**TASK SET**.
1 > Write out the passage of the workers' compensation decision starting at "(Dec. 9-10.) The" and ending at "and cannot stand.".
2 > Continue the workers' compensation decision from the point where it stops.

─── PAGE EXTRACT ───

Based on the employee's age, education and background I find that the employee was no longer permanently disabled as of August 14, 2005. By that date he had the physical ability to engage in a number of work activities on at least a part time basis. While he may not been [sic] able to lift and carry heavy stock he could perform many of the other essential functions of a pizza maker, line cook, grocery clerk or bagger. At no point did Dr. Valdez indicate that the employee's psychiatric injuries were disabling in and of themselves. She did not provide any restrictions whatsoever to his activities based on this condition. She only indicated that they combined with his significant physical impairments in 2003 to totally disable him at that time.

Citing to the employee's testimony, the judge found the employee's previous job of pizza maker was "heavy physical work," but that he also delivered pizzas at times. (Dec. 4.) The judge made no subsidiary findings as to what the "essential functions" of the other three jobs were.

Even so I do find that his continued difficulties, both physically and psychologically, would limit his ability to return to fulltime employment. Additionally, Dr. Maddix testified that any lifting of the employee's restrictions would best be done incrementally and slowly. The employee seems to have, in a way, done this on his own accord, by increasing his activity level in a social and sporting venue. A venue in which he had substantial control over how often and how long he would attend. I adopt his testimony that he did not engage in this activity every weekend but only on occasion. I conclude, therefore, that as of August 14, 2005 the employee could engage in work beyond a trifling nature by returning to the labor force on at least a part time basis. I assign him an earning capacity of $200.00 as of that date.

(Dec. 9-10.) The employee cries foul, and we agree. A decision will be upheld if it is supported not only by direct evidence of the facts but by reasonable inferences drawn from them. Sawyer's Case, 315 Mass. 75, 76 (1943); Von Ette's Case, 223 Mass. 56, 60-61 (1916). The inferences drawn by the judge here were not reasonable, and cannot stand.

"We have consistently held that the modification or discontinuance of weekly incapacity benefits must be based on a change in the employee's medical or vocational status that is supported by the evidence."Bennett v. Modern Continental Constr., 21 Mass Workers' Comp. Rep. 229, 231 (2008), and cases cited. Although it is "perfectly permissible to place . . . videotapes alongside medical records, oral history, medical tests and results of examination as the medical expert work[s] toward reaching an opinion on causal relationship and medical disability,"Peroulakis v. Stop Shop, 12 Mass. Workers' Comp. Rep. 93, 96 (1998), the videotapes at issue here were never presented to Drs. Maddix and Valdez for the simple reason they did not exist when the doctors were deposed. Thus, it was error for the judge to substitute his conclusory assessment of the employee's videotaped activities for the requisite expert medical opinion of improvement in the employee's physical and/or mental conditions. See Miller v. Metropolitan Dist. Comm'n, 11 Mass. Workers' Comp. Rep. 355, 357 (1997) (medical evidence necessary to support change in incapacity award based on change in medical status). Moreover, the employee's videotaped activities, as they are described by the judge, fail to demonstrate the employee had an improved vocational capacity. See Monet v. Massachusetts Respiratory Hosp., 11 Mass. Workers' Comp. Rep. 555, 560 (1997) (change in incapacity status may be supported by vocational improvement evidence).

─── DATA BELOW ───

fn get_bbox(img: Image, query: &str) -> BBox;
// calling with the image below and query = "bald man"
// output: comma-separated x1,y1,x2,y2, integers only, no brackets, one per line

───

**RESPONSES PER TASK**.
1 >
(Dec. 9-10.) The employee cries foul, and we agree. A decision will be upheld if it is supported not only by direct evidence of the facts but by reasonable inferences drawn from them. Sawyer's Case, 315 Mass. 75, 76 (1943); Von Ette's Case, 223 Mass. 56, 60-61 (1916). The inferences drawn by the judge here were not reasonable, and cannot stand.

2 >
The two videotapes relied on by the judge were taken on August 15, 2005, (Dec. 7-8, 10), and June 3, 2007. (Dec. 7). Dr. Maddix had been deposed on March 10, 2004, and Dr. Valdez on May 5, 2005. We take judicial notice of those deposition transcripts contained in the board file. Rizzo, supra. The employee was the only witness to testify at the December 20, 2004 hearing and "the record was thereafter closed," (Dec. 2), presumably after the submission of Dr. Valdez's May 5, 2005 deposition testimony. Pursuant to a motion filed by the insurer, the record was re-opened and both the insurer's investigator and the employee testified at a continued hearing on September 18, 2007. The insurer did not, however, seek to re-open the medical evidence to further depose either Dr. Maddix or Dr. Valdez, or to introduce updated opinions from its own medical experts addressing the videotape evidence.

Lastly, the judge's incapacity analysis was flawed by his mischaracterization of Dr. Valdez's opinion as to the employee's psychiatric disability. The judge found that Dr. Valdez never opined the employee's psychiatric injuries were disabling in and of themselves. (Dec. 10.) The doctor's testimony at her May 5, 2005 deposition speaks for itself:

Q.: Based upon your evaluations of Mr. Jaho during the course of your treatment of him, his clinical presentation, your experience, knowledge and training as a board certified psychiatrist do you have an opinion within a reasonable degree of medical certainty as to whether or not Mr. Jaho currently remains disabled?

A.: Yes.

Q.: What is that opinion?

A.: I believe that Mr. Jaho is disabled by both his psychiatric symptoms and from my understanding from [sic] his medical problems as well.

Q.: Let's limit your considerations to the psychiatric symptoms. With respect to the psychiatric symptoms, do you have an opinion within a reasonable degree of medical certainty as to whether or not Mr. Jaho is totally disabled?

A.: Yes. It's my opinion that he is totally disabled at this time.

Q.: Doctor, based upon the same factors as I've previously enumerated do you have an opinion within a reasonable degree of medical certainty as to whether or not his disability is permanent?

A.: As far as I'm able to speak, I think Mr. Jaho has had long-term symptoms. I don't see any reason to believe that his symptoms will change or that he will become less disabled over time, that is, based on the period of time I've been seeing him.

Q.: So is it your opinion that he's permanently disabled?

A.: Yes.

(Valdez Dep. 12; emphasis added.) A judge is not free to mischaracterize expert medical opinion. Breslin v. American Airlines, 22 Mass. Workers' Comp. Rep. 215, 218 n. 2 (2008), citing LaGrasso v. Olympic Deliv. Serv., 18 Mass. Workers' Comp. Rep. 48, 58 (2004).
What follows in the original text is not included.